**Problem requirements**
Please return the listing exactly as it stands, skipping any pictures.

**Data extracts**
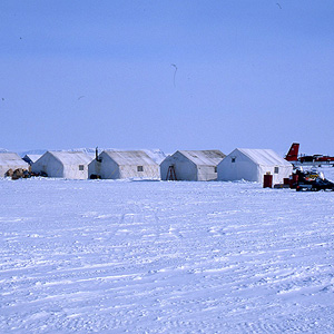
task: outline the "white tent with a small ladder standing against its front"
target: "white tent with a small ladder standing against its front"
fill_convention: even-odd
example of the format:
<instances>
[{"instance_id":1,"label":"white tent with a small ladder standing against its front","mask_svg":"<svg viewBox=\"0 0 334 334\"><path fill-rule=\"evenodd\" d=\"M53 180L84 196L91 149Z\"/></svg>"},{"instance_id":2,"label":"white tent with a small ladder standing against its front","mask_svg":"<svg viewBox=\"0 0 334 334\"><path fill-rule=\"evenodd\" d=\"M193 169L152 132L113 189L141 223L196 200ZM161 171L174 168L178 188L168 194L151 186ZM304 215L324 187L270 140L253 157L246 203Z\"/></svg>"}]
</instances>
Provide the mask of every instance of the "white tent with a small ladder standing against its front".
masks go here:
<instances>
[{"instance_id":1,"label":"white tent with a small ladder standing against its front","mask_svg":"<svg viewBox=\"0 0 334 334\"><path fill-rule=\"evenodd\" d=\"M215 180L225 155L218 150L177 150L160 165L164 180Z\"/></svg>"}]
</instances>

**Task response**
task: outline the "white tent with a small ladder standing against its front"
target: "white tent with a small ladder standing against its front"
fill_convention: even-odd
example of the format:
<instances>
[{"instance_id":1,"label":"white tent with a small ladder standing against its front","mask_svg":"<svg viewBox=\"0 0 334 334\"><path fill-rule=\"evenodd\" d=\"M53 180L84 196L91 149Z\"/></svg>"},{"instance_id":2,"label":"white tent with a small ladder standing against its front","mask_svg":"<svg viewBox=\"0 0 334 334\"><path fill-rule=\"evenodd\" d=\"M193 169L152 132L113 189L141 223L196 200ZM161 171L174 168L178 188L168 194L151 186ZM304 215L324 187L270 140L253 157L246 203Z\"/></svg>"}]
</instances>
Provide the mask of every instance of the "white tent with a small ladder standing against its front".
masks go here:
<instances>
[{"instance_id":1,"label":"white tent with a small ladder standing against its front","mask_svg":"<svg viewBox=\"0 0 334 334\"><path fill-rule=\"evenodd\" d=\"M215 180L225 155L218 150L177 150L160 165L164 180Z\"/></svg>"}]
</instances>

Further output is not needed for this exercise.